▸ **Short problem**: Copy word for word the part of the notice on concessions and accommodations starting with "Maintaining Clear Boundaries" and going on through "disability or accommodation.".

▸ **Document excerpt**:
---+---

Maintaining Clear Boundaries in Decision-Making Between Concessions and Accommodations
Issued: March 6, 2026
The Ombudsperson has observed recurring confusion at the intersection of academic concessions and academic accommodations, particularly where a student applying for an academic concession, such as a Withdrawal under Extenuating Circumstances (WE), references a disability or accommodation.
A WE is a retroactive academic concession available where a student demonstrates that unexpected and unavoidable circumstances or conflicting responsibilities prevented completion of course requirements. When granted, it replaces a grade on a student’s transcript. The authority to grant concessions rests with Faculties.
Academic accommodations are generally forward-looking. They are administered through the Centre for Accessible Learning (CAL) and are designed to ensure equitable access for students with ongoing disabilities or chronic conditions. Providing accommodations is a shared responsibility.

---+---

▸ **Provided information**:
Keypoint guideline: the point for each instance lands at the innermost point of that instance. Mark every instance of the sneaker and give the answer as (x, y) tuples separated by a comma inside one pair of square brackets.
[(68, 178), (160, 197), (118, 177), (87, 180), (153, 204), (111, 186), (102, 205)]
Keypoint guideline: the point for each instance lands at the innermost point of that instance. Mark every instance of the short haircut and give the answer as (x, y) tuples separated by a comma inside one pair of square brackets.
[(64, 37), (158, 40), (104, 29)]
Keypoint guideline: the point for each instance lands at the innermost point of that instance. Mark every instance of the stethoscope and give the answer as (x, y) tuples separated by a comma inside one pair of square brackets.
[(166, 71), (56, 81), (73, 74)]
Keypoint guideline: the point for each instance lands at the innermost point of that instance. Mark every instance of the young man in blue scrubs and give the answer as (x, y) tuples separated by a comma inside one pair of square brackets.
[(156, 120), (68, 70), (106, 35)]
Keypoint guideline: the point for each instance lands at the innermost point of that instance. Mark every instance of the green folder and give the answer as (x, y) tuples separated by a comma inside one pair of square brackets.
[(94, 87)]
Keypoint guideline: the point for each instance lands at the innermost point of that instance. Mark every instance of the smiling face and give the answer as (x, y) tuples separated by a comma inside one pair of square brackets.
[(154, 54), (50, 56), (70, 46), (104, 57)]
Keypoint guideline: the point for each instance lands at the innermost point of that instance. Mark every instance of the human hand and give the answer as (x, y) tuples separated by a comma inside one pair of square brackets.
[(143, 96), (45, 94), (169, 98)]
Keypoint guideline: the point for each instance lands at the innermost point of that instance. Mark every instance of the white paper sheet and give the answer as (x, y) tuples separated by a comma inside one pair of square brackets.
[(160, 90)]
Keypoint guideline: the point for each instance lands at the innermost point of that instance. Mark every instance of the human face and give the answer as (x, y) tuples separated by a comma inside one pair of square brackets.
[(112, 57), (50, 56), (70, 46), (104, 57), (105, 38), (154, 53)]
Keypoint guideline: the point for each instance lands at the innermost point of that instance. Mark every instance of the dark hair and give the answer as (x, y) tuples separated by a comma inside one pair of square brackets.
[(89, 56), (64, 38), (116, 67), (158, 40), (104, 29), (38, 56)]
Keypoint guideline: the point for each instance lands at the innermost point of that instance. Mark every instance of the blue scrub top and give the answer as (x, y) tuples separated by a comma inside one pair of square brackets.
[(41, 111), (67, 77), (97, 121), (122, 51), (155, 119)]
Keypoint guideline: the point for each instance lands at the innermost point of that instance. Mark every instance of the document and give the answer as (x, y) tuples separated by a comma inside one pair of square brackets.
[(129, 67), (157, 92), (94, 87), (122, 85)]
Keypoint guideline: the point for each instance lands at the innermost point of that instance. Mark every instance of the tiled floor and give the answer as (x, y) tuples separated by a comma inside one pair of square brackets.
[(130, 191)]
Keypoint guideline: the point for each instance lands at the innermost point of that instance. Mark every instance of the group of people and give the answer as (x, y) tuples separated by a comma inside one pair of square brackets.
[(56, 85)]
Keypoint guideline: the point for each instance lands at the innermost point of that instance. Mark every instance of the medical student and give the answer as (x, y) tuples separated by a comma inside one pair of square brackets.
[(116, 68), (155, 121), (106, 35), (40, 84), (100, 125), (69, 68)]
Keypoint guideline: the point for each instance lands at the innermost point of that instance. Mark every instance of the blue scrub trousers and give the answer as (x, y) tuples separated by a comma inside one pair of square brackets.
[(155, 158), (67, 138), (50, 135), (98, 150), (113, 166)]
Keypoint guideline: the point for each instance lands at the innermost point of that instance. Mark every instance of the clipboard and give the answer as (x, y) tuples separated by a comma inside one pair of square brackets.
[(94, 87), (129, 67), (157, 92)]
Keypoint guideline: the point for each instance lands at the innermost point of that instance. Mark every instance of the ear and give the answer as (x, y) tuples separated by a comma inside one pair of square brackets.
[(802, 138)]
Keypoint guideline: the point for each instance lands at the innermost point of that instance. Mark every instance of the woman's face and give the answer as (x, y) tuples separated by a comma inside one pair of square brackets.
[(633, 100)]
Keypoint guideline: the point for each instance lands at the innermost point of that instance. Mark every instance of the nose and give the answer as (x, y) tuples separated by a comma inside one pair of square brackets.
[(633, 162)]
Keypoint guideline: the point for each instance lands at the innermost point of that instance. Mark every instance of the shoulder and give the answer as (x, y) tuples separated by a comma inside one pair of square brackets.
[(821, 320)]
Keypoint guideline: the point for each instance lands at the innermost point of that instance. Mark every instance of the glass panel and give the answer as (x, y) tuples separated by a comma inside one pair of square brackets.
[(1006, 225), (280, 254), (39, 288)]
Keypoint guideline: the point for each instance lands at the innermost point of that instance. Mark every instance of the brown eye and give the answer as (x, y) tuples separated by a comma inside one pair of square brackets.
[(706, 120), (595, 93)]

---+---

▸ **Final result**:
Maintaining Clear Boundaries in Decision-Making Between Concessions and Accommodations
Issued: March 6, 2026
The Ombudsperson has observed recurring confusion at the intersection of academic concessions and academic accommodations, particularly where a student applying for an academic concession, such as a Withdrawal under Extenuating Circumstances (WE), references a disability or accommodation.